=== READING TEXT ===
+++++

Implementing Bloom Filters

Introduction
Algorithm
- Example
Implementation
Conclusion

Introduction

This will be the first post in my "Implementing" series of tutorials, where I implement a common (or not so common) algorithm and describe how to use it. Bloom filters quickly give you an answer of if something is probably in a set, or definitely not in a set. This can be used to reduce search times for high volume but low access speed media.¹ 1 A good example would be a collection of backup disk or (gasp) tape drives.

Algorithm

Bloom filters are really simple if you know how hash functions work. You create a series of \(k\) hash functions who output numbers from \(0\) to \(m\), the size of the filter array. To insert items into the filter you hash the item with the functions and set the indices provided to true² 2 Or 1, or incrementing a number.. To check that an element is probably contained in the set or definitely not contained in the set you simply check that all the indices are set to a truth-y value.

Example

The string "Bloom filters are awesome!" is hashed in a simple bloom filter of \(m=16\), \(k=4\) and converted into a list of indicies who are set to the true, or in this case 1.

The string 'Bloom filters are awesome!' being added to a bloom filter.

Next we add the string "Hello World." to our bloom filter.

The string 'Hello World.' being added to a blom filter.

To determine if something is in the set we can check the indices output by our hash functions are set to 1 when we hash an object. If all of them are set to 1 it is probably within the bloom filter. If any one of them is 0 then it is definitely not in the bloom filter.

CHecking if the number 27 is in our bloom filter, leading to a false-postiive.

And now we can clearly see that 27 is in the bloom fitler… oh, wait…

Implementation

Hash Function

Here we implement a simple folding hash function that takes arguments and then folds them over a list.

pads

The bloom filter requires a series of different hash functions. To generate them we simply use a list of large prime number pads that produce hash functions that yield wildly different outputs.

(def ^:private pads [3484115242153581271N
                     8024590393702697081N
                     4268910574050118391N
                     5802681426294560369N
                     5506370764815358409N
                     8992090933206599789N
                     4276741680929616149N
                     2280789073680025603N])

hash-obj

Now here's the simple hash function that I was talking about earlier. As you can see it simply converts the object into a string, the string into a series of numbers, and then folds the string over itself with modular multiplication, basically ignoring overflows.

(defn hash-obj [obj pad]
  (->> (str obj)
       (map int)
       (apply (fn [x & xs] (cons (mod (*' x pad) Long/MAX_VALUE) xs)))

+++++

=== DATA LINES ===
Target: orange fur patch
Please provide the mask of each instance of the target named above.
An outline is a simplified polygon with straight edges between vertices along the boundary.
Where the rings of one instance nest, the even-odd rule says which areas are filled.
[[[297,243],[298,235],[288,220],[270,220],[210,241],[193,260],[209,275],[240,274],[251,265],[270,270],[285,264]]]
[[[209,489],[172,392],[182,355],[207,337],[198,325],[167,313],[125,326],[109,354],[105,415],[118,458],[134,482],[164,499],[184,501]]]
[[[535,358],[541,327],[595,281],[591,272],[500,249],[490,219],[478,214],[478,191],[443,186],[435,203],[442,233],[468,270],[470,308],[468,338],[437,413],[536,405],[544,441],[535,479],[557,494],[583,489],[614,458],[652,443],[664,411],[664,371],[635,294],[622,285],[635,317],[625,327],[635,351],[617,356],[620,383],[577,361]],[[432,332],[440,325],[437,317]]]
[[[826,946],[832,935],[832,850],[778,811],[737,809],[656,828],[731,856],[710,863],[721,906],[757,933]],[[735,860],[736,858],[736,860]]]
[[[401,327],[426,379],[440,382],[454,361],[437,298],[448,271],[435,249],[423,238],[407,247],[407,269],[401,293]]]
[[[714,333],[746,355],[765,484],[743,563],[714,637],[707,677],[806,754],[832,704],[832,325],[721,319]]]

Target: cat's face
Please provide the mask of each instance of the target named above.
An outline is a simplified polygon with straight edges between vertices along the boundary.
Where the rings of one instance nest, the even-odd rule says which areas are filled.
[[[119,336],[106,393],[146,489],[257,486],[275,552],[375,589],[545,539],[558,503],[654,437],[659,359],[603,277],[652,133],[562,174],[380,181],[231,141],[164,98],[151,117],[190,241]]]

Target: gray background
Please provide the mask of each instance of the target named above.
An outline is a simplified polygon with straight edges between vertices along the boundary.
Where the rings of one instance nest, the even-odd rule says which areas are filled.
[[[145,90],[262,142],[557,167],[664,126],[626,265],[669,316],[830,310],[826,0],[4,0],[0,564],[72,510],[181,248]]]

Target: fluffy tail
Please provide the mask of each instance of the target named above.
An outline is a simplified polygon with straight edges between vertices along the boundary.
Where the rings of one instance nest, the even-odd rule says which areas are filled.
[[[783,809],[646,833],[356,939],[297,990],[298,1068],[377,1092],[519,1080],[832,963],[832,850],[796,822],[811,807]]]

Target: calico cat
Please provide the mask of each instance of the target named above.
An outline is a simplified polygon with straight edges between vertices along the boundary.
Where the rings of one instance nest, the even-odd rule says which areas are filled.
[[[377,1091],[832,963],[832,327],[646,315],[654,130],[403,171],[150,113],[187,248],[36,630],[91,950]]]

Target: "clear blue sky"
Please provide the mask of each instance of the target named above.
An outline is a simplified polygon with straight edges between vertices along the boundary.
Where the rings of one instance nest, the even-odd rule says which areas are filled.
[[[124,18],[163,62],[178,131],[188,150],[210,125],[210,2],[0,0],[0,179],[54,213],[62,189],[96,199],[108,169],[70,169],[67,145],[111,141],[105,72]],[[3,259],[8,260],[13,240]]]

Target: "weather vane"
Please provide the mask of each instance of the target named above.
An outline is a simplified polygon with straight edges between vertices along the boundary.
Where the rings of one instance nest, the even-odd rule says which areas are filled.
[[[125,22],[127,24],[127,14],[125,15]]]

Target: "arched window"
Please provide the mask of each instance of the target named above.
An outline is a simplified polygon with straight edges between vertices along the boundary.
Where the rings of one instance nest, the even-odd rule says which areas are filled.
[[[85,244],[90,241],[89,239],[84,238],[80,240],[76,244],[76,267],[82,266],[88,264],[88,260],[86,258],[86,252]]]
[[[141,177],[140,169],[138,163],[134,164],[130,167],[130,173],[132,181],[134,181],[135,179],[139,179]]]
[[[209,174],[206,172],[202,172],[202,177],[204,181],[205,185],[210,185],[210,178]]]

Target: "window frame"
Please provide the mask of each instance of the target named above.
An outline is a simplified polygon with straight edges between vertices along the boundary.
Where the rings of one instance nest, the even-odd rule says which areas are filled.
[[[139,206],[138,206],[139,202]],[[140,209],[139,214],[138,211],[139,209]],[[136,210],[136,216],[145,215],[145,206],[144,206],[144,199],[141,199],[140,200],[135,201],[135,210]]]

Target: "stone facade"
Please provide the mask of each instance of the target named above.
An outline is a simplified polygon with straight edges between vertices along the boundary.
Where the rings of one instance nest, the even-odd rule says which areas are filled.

+++++

=== SET OF TASKS ===
A. Answer these questions from the Bloom filter tutorial, one answer per line.
(i) What values of m and k does the example filter use?
(ii) If any one of the checked indices is 0, what does that say about the item?
(iii) What is used to generate the series of different hash functions?
B. Copy out the part of the Bloom filter tutorial that opens with the words containing "The string 'Hello" and closes with "to a false-postiive.".

=== COMPLETED EXERCISE ===
A.
(i) m = 16 and k = 4.
(ii) The item is definitely not in the Bloom filter.
(iii) A list of large prime number pads.

B.
The string 'Hello World.' being added to a blom filter.

To determine if something is in the set we can check the indices output by our hash functions are set to 1 when we hash an object. If all of them are set to 1 it is probably within the bloom filter. If any one of them is 0 then it is definitely not in the bloom filter.

CHecking if the number 27 is in our bloom filter, leading to a false-postiive.